======== DATA SUPPLIED ========
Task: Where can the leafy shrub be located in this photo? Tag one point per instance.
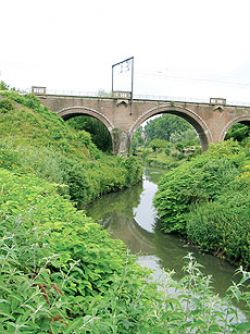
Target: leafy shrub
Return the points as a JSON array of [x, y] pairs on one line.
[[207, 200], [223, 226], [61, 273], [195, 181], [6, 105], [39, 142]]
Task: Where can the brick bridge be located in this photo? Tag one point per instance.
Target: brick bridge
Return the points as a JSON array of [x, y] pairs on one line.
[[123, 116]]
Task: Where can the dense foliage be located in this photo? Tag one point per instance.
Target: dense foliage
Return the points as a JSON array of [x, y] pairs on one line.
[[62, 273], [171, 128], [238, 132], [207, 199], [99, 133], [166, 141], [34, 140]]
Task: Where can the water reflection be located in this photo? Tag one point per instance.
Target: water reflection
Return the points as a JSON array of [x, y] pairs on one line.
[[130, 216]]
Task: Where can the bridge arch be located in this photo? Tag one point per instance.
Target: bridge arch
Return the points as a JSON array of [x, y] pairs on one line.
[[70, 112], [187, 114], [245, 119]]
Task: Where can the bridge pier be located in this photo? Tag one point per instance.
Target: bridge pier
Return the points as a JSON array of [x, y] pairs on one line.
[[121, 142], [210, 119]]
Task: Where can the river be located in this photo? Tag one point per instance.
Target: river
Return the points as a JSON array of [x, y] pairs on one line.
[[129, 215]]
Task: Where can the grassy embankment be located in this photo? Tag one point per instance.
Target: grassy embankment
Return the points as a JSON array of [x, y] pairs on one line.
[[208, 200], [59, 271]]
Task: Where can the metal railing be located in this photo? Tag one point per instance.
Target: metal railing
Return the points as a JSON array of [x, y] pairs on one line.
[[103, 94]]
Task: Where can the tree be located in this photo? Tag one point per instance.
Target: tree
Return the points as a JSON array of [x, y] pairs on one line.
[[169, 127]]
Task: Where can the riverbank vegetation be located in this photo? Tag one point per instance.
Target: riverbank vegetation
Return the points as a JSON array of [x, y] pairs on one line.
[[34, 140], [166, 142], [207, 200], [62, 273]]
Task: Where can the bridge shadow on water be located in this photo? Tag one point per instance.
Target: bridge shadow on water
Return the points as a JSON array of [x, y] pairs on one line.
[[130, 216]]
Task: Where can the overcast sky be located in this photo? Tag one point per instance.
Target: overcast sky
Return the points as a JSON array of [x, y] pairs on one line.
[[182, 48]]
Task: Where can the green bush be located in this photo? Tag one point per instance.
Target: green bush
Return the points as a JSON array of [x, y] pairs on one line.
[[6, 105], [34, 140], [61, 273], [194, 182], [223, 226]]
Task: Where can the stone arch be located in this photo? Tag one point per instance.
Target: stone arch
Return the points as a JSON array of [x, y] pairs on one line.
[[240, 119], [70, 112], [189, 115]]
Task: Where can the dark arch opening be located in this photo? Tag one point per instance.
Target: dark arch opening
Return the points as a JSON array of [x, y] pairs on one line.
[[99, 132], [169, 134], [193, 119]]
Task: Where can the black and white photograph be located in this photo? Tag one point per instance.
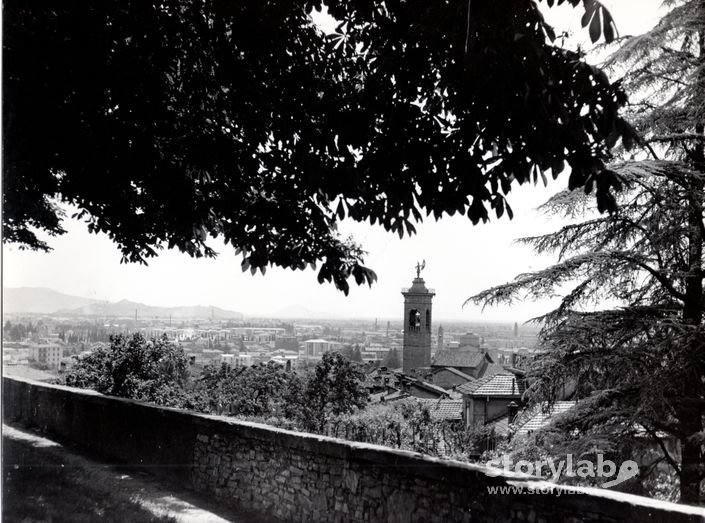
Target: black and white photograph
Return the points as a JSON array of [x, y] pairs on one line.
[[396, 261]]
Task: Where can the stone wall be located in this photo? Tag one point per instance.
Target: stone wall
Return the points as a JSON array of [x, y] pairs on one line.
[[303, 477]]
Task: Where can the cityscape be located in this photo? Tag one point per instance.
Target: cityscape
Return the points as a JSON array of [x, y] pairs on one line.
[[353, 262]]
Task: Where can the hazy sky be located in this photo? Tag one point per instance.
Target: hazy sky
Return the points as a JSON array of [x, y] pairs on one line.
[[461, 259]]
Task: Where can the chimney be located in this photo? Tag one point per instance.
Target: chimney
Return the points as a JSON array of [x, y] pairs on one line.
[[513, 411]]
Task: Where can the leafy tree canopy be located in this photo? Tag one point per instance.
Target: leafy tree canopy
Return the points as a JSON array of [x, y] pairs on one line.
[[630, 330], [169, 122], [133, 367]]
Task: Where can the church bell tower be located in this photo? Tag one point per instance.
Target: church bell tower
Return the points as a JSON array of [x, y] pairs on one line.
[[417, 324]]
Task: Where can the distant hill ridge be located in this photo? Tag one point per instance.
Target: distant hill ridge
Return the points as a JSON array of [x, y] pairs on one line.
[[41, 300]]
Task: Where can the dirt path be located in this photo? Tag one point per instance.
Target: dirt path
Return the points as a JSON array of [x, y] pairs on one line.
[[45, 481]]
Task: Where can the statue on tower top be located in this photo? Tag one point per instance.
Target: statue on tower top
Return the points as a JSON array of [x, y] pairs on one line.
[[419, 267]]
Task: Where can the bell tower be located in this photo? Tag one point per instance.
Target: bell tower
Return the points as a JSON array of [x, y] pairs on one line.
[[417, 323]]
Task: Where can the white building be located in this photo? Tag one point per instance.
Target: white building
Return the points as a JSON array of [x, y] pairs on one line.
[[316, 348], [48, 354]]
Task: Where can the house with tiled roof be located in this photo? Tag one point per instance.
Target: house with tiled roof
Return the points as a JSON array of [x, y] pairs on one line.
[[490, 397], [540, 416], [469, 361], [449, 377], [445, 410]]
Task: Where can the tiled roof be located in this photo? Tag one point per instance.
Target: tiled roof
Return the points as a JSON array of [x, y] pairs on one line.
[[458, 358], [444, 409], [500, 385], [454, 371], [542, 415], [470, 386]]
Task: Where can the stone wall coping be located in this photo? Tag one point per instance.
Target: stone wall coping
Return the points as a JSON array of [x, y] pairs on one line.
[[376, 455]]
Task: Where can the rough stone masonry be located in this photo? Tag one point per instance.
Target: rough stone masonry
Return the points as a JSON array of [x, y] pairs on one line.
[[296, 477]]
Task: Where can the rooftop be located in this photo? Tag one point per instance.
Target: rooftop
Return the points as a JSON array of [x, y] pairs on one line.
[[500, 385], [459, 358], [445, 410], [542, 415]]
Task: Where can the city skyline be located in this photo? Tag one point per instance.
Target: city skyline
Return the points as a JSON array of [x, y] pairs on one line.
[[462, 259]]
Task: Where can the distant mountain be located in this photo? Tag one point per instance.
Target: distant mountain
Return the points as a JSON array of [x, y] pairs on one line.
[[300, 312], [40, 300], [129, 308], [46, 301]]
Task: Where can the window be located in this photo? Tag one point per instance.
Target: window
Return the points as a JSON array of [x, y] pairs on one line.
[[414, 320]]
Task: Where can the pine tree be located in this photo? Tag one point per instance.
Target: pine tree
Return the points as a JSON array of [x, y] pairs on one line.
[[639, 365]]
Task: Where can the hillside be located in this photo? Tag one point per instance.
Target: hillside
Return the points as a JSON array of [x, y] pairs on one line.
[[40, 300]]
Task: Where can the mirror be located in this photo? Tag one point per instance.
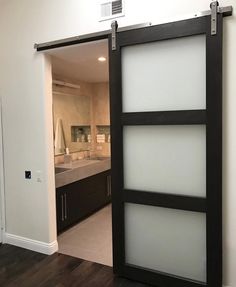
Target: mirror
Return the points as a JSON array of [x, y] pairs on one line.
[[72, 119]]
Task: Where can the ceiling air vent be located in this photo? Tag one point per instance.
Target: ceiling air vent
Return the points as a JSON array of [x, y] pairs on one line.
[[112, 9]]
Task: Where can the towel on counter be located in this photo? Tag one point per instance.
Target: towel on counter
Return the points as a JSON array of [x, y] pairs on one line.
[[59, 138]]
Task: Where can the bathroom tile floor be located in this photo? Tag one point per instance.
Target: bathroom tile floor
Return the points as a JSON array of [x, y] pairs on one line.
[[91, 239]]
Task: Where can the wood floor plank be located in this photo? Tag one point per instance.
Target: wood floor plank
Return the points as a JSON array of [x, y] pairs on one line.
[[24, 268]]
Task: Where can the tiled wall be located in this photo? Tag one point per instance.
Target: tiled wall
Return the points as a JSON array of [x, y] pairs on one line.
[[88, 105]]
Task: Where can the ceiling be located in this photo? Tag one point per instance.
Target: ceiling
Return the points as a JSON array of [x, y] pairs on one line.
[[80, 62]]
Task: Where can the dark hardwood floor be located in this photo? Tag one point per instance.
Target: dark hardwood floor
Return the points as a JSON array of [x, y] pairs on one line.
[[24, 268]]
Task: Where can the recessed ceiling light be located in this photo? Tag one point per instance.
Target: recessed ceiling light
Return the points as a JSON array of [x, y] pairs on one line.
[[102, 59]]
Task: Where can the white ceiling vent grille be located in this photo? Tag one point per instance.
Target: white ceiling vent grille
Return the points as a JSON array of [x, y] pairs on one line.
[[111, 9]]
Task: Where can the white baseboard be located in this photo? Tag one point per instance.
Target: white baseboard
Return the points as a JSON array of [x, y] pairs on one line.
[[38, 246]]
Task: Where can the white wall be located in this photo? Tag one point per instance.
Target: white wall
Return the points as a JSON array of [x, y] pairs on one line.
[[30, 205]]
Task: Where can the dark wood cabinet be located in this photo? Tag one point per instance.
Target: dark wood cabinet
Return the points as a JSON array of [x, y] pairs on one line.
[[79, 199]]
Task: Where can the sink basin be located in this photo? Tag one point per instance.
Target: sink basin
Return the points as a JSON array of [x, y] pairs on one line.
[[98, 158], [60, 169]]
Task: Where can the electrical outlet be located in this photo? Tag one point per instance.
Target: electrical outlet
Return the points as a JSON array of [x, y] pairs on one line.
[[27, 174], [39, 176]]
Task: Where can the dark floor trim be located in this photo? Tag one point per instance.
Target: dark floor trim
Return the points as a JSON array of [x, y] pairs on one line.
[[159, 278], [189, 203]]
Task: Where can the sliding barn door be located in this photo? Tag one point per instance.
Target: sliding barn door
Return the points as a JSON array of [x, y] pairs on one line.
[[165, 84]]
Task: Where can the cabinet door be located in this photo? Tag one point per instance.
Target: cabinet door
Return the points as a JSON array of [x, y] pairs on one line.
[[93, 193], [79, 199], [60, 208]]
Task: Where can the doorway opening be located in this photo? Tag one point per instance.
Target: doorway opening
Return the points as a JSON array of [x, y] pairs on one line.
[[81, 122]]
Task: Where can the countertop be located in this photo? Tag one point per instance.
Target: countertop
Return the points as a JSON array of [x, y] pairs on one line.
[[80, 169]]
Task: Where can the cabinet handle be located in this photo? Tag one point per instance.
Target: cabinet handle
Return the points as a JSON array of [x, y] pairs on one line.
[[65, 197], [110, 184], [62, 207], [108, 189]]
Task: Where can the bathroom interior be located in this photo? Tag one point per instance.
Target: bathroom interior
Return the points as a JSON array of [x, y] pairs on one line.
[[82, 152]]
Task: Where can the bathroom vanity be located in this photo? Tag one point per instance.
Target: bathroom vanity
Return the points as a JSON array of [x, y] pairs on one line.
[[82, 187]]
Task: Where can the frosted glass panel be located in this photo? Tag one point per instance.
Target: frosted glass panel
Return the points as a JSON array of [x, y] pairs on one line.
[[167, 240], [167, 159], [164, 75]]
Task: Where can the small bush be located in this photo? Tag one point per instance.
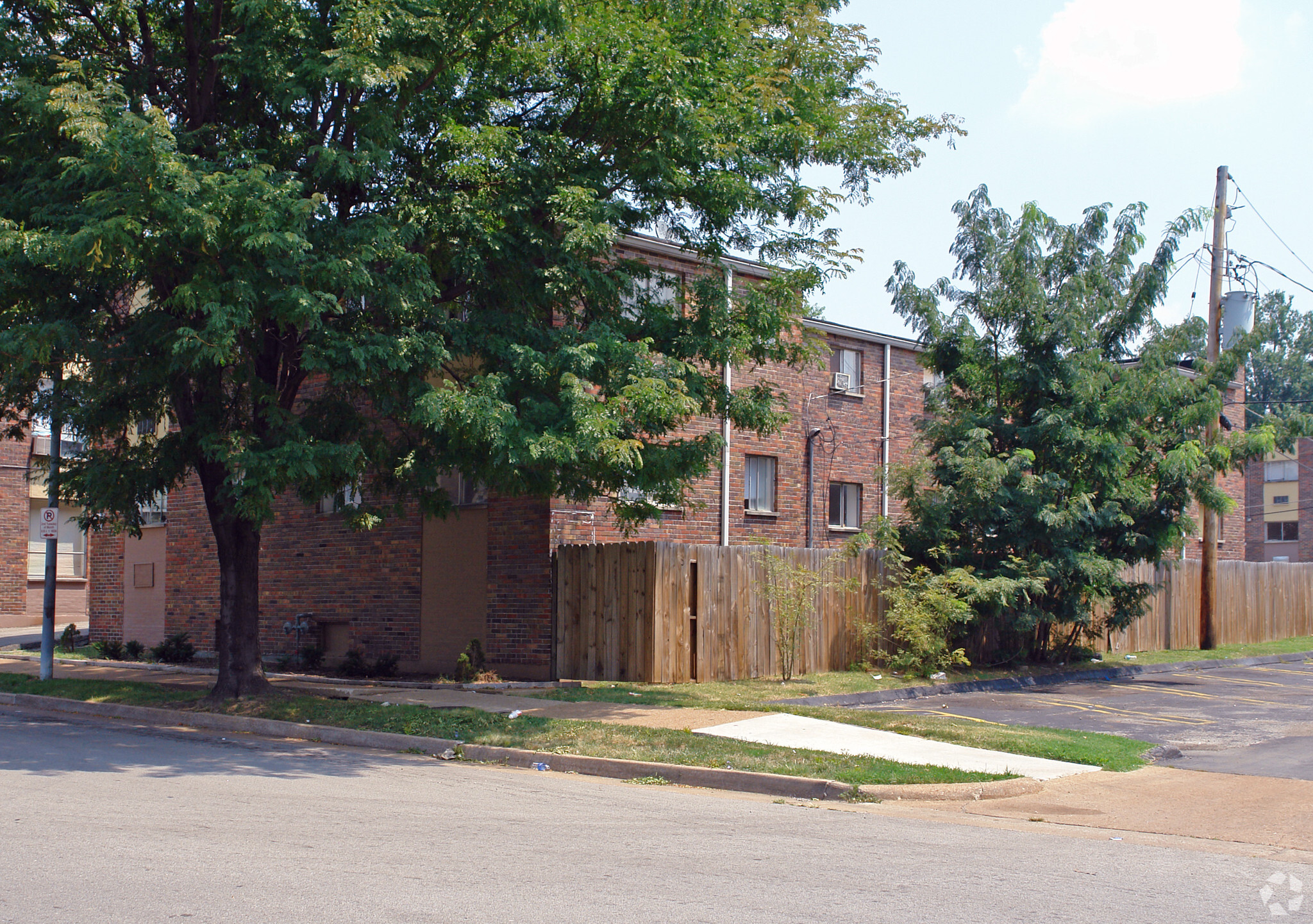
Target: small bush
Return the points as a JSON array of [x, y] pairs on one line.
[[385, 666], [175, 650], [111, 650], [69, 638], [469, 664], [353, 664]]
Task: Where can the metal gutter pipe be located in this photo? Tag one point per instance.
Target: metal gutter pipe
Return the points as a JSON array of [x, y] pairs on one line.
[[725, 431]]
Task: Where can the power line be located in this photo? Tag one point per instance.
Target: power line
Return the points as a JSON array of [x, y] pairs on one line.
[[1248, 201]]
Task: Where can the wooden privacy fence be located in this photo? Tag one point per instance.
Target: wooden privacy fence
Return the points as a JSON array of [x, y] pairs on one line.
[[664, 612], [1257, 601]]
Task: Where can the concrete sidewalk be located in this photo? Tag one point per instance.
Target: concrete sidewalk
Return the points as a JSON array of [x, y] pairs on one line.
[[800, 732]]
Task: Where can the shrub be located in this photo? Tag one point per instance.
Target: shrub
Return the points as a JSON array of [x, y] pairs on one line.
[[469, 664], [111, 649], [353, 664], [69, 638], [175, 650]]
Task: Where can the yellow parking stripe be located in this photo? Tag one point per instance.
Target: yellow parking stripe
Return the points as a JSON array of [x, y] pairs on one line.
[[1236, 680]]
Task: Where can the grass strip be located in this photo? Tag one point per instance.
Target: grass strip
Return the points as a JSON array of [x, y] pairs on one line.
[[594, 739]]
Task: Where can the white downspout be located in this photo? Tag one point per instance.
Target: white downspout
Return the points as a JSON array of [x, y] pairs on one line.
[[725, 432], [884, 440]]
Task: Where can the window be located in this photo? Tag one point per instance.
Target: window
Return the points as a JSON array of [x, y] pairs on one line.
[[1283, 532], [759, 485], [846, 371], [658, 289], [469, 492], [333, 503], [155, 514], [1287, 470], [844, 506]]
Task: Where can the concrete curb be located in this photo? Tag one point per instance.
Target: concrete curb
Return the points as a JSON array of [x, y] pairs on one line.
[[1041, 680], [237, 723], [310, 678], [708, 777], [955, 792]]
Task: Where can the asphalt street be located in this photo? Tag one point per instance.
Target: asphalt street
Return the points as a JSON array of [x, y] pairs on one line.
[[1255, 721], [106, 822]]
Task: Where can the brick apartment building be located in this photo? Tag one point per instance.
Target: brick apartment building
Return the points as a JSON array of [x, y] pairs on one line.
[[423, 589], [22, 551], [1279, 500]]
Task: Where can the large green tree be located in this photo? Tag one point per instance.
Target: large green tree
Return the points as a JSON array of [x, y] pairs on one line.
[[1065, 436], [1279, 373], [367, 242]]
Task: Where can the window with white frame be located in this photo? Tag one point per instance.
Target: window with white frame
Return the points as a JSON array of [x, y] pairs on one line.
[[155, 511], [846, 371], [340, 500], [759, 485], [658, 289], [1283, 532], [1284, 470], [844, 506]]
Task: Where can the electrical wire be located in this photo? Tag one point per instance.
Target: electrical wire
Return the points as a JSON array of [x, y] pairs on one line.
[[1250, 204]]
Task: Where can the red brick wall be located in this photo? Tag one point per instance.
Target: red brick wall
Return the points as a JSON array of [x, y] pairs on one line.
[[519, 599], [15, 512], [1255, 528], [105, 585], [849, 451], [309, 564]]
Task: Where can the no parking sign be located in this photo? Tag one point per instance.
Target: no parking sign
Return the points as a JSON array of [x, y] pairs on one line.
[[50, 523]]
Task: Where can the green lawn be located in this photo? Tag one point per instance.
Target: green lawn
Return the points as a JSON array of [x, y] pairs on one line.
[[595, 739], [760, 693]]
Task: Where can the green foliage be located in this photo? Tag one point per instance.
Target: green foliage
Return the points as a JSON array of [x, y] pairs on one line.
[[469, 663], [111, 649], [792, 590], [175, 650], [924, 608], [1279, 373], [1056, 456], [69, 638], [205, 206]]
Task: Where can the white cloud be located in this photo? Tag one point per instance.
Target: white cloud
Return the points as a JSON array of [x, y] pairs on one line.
========
From the line that contains "Task: Where can the window with" to the last line of the material above, repeat every line exactly, keeping both the first and the last.

Task: Where can the window with white frame be located in this photo? Tag one point per instance.
Target: window with white frame
Return the points as a JSON array of [x, y] pairs on one line.
[[155, 511], [846, 371], [340, 500], [759, 485], [658, 289], [1283, 532], [1284, 470], [844, 506]]
Task: Where can the electrical wire be located in this photo? Tag one point per instance.
Target: electrical wire
Return the points as a JSON array of [x, y] pairs on one line.
[[1250, 204]]
Task: Where can the red brick wall be located in this photo? Tag one point per instance.
Target: red brick wall
Return the points as a JSON array of [x, y] pairs on one line.
[[519, 599], [15, 512], [1255, 528], [105, 585], [849, 451], [309, 564]]
Task: Where can the no parking sign be located in this photo? Tag one point per instance.
Target: no parking sign
Return the points as a JSON array of [x, y] pairs on one line.
[[50, 523]]
Task: Where can the green lawn be located in this photo? Tag one point per instance.
Target: green lawn
Return the points as a JSON array of [x, y] pairs on one line.
[[595, 739], [760, 693]]
Task: Where can the green foliage be located in this photo? Tag one point per instance.
Target: green foliage
Return the points as a JSON array of [x, y] pairs on one line.
[[469, 663], [111, 649], [792, 590], [175, 650], [924, 608], [1279, 373], [1056, 456], [69, 638], [205, 206]]
Task: Where can the white cloud be located in this photo? Tag one point per instance.
Target: white cloud
Return the points as a JSON array of [x, y] pairs on one line.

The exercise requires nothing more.